> Aim A: Convert the records into a JSON list of strings, one string per line and no blank lines. Include everything from the start of the records down to the line containing "564,520 -> 631,630", and stop there.

> Passage shown:
==================================================

Blog

Malhar: Towards a fast, generic and minimal Fuzzy Search Index.

The most dangerous thing is the demise of our dreams. (Pash)

Information retrieval is one of the most used features of any computation system and underpins academic research, journalism, product discovery to name a few. Almost every project begins from a preliminary search about a topic or concept through some search interface. Given ubiquotous requirement of search interfaces for any information retrieval it still remains (ironically) difficult to encounter a great search interface. Use of word "Great" in the last sentence may seem subjective as preferences and intended usages could differ for different domains, but returning of some possible good matches given some query must be the norm for any search interface. For most of the consumers/users search interface would be a single entry to a new world, there remain other incentives at play to control an user's experience by implementing some biased search or applying dark-patterns to push some unwanted content!

Through this post i want to discuss a fuzzy search index which i have been developing for past few months from scratch with the idea of making it simpler to search through a random dump of content from any domain with good speed. Main motivation is to develop a minimal(self contained library), robust(indexing directly at bytes level), scalable(run whole infrastructure even on a smartphone), flexible(ability to experiment) index, hence pushing the default bar set for search experience both for the developer and user.

No developer would want to include a lot more infrastructure just to make it easy to search through 10s or 100s of command line options, as developer has already done its job by providing the code/software in the first place. So another major motivation was to make such index "auxiliary", without any need to alter the existing infrastructure in any form.

==================================================

> Record list:
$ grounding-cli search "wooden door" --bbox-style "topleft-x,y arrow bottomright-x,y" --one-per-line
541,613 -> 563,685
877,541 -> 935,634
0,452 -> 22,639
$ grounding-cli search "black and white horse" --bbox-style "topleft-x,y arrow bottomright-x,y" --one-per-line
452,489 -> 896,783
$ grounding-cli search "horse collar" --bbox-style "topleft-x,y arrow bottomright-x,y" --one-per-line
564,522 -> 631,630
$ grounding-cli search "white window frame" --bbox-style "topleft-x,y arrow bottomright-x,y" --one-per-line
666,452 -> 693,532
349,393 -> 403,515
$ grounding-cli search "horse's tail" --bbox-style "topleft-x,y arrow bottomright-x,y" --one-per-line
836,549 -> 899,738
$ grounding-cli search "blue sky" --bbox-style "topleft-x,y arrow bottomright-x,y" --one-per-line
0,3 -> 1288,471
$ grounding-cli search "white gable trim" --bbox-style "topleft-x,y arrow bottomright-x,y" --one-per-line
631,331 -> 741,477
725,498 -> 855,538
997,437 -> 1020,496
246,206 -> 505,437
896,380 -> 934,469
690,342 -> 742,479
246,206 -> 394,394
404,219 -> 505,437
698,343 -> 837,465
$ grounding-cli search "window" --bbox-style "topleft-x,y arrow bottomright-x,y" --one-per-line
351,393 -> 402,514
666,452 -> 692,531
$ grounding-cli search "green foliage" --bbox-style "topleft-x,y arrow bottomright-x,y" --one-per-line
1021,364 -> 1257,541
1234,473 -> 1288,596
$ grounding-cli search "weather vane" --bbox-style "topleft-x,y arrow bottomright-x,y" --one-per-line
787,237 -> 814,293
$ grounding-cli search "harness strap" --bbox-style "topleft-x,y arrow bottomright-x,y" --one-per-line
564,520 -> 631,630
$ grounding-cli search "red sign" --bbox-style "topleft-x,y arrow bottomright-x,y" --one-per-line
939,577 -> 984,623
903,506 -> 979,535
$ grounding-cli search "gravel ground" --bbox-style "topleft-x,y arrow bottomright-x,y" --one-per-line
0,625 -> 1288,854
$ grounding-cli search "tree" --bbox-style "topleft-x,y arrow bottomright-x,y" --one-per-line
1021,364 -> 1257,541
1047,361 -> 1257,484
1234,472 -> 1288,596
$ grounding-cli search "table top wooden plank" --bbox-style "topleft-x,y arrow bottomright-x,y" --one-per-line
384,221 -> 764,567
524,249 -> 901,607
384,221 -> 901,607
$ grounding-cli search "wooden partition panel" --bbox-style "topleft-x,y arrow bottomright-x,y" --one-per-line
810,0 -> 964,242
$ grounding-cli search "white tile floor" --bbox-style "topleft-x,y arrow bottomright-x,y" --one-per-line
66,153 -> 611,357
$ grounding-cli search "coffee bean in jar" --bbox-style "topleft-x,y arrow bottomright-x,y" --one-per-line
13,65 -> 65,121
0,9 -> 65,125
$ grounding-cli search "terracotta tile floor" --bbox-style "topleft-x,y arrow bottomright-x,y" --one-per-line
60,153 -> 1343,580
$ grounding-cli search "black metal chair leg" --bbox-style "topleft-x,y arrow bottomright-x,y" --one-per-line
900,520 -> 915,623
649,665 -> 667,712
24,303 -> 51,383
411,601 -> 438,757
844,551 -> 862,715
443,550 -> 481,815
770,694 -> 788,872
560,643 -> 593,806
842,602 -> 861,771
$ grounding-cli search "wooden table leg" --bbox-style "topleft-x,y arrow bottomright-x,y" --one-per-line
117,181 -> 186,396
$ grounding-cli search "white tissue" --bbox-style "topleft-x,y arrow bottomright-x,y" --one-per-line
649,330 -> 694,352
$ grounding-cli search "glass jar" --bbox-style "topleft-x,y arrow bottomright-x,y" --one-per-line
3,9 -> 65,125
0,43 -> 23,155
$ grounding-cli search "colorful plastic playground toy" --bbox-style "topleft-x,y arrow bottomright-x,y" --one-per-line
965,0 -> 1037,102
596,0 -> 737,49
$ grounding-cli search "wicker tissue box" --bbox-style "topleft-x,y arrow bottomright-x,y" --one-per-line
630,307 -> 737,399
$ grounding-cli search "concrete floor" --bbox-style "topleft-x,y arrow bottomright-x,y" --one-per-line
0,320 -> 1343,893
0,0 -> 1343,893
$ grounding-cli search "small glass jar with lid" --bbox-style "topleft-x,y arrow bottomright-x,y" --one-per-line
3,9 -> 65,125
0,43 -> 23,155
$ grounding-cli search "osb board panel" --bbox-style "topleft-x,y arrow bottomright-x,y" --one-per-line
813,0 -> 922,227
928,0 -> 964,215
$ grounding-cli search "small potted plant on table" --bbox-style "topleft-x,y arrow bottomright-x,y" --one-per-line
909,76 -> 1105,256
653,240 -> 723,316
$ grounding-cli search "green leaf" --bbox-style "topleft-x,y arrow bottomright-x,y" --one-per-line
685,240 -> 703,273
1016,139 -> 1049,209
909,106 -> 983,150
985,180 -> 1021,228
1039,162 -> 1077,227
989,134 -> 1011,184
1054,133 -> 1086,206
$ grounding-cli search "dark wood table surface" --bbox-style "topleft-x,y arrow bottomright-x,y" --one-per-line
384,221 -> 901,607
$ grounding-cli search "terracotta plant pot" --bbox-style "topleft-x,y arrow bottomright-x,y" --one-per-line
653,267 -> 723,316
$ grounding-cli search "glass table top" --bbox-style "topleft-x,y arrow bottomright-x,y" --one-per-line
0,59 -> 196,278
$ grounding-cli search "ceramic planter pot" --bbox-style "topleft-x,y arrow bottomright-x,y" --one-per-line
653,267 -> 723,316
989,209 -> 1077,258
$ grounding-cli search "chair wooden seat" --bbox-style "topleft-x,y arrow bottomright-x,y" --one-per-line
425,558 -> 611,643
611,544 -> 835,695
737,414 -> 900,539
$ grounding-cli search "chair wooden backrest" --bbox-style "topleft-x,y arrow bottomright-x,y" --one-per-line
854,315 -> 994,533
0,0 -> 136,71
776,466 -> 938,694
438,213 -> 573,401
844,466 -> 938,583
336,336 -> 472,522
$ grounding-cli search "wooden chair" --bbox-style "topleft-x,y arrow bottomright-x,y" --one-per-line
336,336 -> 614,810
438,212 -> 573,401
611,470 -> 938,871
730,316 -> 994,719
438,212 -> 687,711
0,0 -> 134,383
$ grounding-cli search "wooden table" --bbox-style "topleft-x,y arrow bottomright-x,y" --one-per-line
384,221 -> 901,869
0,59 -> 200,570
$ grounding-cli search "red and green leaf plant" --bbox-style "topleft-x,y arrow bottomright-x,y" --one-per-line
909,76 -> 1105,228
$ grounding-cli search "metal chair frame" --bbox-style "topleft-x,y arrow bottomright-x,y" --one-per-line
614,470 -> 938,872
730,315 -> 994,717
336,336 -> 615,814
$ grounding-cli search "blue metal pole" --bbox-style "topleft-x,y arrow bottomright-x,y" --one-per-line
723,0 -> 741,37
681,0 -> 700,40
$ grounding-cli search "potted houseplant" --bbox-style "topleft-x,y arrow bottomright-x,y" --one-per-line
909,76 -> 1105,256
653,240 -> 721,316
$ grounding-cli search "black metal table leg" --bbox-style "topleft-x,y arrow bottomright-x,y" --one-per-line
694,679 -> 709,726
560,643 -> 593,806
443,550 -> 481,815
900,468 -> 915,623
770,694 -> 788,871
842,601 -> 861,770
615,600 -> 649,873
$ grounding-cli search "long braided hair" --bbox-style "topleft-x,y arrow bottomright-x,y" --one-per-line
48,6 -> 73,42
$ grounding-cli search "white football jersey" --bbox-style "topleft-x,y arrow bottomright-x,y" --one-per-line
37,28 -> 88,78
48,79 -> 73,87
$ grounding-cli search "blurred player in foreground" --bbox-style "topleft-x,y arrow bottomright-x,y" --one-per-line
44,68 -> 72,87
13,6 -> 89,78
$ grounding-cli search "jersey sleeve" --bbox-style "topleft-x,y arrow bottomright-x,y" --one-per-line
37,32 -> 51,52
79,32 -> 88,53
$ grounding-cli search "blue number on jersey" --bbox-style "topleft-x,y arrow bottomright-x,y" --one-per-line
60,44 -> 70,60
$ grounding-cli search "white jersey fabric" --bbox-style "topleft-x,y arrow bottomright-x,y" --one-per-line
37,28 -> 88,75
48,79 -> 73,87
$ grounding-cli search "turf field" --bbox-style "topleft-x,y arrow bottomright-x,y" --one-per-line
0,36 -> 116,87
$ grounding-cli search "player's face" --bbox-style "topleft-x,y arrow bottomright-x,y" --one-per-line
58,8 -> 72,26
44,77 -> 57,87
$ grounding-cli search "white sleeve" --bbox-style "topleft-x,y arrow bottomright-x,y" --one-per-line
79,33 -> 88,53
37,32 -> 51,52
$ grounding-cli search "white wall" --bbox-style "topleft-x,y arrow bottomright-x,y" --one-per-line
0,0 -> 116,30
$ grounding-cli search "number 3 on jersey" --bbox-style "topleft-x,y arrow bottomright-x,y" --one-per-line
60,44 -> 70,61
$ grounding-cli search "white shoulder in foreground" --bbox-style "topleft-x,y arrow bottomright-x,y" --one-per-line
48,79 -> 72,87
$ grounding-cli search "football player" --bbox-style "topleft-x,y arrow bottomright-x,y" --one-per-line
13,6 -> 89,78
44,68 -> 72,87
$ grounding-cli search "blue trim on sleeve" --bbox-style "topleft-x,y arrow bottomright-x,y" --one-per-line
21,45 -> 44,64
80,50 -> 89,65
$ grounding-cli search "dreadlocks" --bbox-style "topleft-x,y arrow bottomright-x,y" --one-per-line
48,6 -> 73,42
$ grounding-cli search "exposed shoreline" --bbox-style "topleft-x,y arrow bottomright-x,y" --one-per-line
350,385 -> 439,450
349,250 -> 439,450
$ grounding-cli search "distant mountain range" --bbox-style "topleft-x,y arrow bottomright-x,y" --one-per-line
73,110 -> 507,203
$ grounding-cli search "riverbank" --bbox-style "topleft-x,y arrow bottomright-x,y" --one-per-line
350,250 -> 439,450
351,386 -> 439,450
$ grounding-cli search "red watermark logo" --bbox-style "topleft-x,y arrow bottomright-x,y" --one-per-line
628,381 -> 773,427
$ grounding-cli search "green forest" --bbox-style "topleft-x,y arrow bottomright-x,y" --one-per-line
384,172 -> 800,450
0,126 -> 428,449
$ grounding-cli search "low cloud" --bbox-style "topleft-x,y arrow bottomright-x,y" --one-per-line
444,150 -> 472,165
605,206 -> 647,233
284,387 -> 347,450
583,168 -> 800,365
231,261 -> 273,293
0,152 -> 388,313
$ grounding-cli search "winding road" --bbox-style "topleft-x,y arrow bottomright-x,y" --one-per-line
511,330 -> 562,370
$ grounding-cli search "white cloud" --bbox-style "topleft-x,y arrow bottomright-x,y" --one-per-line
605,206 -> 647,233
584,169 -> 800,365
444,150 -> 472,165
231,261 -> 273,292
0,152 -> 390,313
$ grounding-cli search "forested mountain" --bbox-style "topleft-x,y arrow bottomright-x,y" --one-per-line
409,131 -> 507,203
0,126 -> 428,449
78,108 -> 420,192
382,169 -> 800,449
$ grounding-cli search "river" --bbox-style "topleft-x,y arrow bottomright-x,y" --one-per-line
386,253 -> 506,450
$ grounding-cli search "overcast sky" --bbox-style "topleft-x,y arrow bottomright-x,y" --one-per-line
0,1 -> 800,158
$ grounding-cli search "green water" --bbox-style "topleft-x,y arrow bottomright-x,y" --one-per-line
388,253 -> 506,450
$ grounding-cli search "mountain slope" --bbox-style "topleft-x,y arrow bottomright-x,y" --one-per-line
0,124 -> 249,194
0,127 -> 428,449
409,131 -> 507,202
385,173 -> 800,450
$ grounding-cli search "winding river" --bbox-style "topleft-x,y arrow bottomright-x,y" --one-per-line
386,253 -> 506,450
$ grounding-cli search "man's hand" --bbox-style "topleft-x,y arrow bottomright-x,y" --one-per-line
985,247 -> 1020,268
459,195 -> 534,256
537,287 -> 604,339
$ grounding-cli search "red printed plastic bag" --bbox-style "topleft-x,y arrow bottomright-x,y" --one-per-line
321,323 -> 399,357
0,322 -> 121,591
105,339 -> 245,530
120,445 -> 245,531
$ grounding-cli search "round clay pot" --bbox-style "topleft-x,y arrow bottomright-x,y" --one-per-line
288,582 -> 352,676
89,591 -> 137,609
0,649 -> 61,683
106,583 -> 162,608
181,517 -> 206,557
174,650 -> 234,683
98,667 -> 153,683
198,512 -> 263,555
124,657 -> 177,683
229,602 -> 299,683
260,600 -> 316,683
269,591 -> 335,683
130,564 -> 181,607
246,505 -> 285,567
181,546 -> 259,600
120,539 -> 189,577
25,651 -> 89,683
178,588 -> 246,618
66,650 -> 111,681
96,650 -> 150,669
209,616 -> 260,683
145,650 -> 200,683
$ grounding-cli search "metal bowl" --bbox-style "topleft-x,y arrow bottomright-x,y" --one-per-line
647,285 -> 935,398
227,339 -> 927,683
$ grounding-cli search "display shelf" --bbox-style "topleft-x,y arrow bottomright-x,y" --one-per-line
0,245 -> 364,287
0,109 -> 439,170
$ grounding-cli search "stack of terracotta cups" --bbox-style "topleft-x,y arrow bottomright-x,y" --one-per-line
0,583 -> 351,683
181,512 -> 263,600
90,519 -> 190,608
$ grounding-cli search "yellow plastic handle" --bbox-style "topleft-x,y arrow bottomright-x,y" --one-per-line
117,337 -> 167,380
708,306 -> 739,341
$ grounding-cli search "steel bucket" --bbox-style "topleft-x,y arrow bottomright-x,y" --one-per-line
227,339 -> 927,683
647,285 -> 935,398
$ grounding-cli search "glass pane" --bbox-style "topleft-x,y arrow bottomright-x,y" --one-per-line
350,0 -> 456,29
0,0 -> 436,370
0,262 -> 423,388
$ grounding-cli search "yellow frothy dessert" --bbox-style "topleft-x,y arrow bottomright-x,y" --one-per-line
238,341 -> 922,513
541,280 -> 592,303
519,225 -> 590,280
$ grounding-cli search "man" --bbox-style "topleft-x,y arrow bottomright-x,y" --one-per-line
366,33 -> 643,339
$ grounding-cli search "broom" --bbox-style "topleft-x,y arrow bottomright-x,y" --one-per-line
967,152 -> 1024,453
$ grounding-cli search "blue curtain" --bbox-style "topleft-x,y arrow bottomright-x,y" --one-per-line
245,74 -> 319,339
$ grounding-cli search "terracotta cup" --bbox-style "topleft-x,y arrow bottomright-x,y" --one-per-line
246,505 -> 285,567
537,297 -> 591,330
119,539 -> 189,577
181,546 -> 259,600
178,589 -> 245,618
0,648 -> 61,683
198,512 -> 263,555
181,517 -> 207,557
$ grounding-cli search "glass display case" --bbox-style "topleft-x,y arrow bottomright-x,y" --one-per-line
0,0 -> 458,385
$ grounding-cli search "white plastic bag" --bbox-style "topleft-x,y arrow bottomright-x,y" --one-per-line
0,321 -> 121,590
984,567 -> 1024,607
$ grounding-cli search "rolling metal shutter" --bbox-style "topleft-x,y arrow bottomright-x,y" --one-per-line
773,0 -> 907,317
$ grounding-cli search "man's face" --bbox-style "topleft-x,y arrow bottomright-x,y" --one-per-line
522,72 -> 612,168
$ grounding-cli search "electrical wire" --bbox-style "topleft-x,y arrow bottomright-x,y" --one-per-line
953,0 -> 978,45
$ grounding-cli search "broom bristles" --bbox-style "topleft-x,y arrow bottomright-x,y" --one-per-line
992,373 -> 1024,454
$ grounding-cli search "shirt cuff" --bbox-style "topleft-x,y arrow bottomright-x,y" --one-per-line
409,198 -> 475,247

==================================================

> Aim B: In the blog post on Malhar, what device is named as one on which the whole infrastructure should be able to run?

> Exercise answer A:
[
  "$ grounding-cli search \"wooden door\" --bbox-style \"topleft-x,y arrow bottomright-x,y\" --one-per-line",
  "541,613 -> 563,685",
  "877,541 -> 935,634",
  "0,452 -> 22,639",
  "$ grounding-cli search \"black and white horse\" --bbox-style \"topleft-x,y arrow bottomright-x,y\" --one-per-line",
  "452,489 -> 896,783",
  "$ grounding-cli search \"horse collar\" --bbox-style \"topleft-x,y arrow bottomright-x,y\" --one-per-line",
  "564,522 -> 631,630",
  "$ grounding-cli search \"white window frame\" --bbox-style \"topleft-x,y arrow bottomright-x,y\" --one-per-line",
  "666,452 -> 693,532",
  "349,393 -> 403,515",
  "$ grounding-cli search \"horse's tail\" --bbox-style \"topleft-x,y arrow bottomright-x,y\" --one-per-line",
  "836,549 -> 899,738",
  "$ grounding-cli search \"blue sky\" --bbox-style \"topleft-x,y arrow bottomright-x,y\" --one-per-line",
  "0,3 -> 1288,471",
  "$ grounding-cli search \"white gable trim\" --bbox-style \"topleft-x,y arrow bottomright-x,y\" --one-per-line",
  "631,331 -> 741,477",
  "725,498 -> 855,538",
  "997,437 -> 1020,496",
  "246,206 -> 505,437",
  "896,380 -> 934,469",
  "690,342 -> 742,479",
  "246,206 -> 394,394",
  "404,219 -> 505,437",
  "698,343 -> 837,465",
  "$ grounding-cli search \"window\" --bbox-style \"topleft-x,y arrow bottomright-x,y\" --one-per-line",
  "351,393 -> 402,514",
  "666,452 -> 692,531",
  "$ grounding-cli search \"green foliage\" --bbox-style \"topleft-x,y arrow bottomright-x,y\" --one-per-line",
  "1021,364 -> 1257,541",
  "1234,473 -> 1288,596",
  "$ grounding-cli search \"weather vane\" --bbox-style \"topleft-x,y arrow bottomright-x,y\" --one-per-line",
  "787,237 -> 814,293",
  "$ grounding-cli search \"harness strap\" --bbox-style \"topleft-x,y arrow bottomright-x,y\" --one-per-line",
  "564,520 -> 631,630"
]

> Exercise answer B: A smartphone.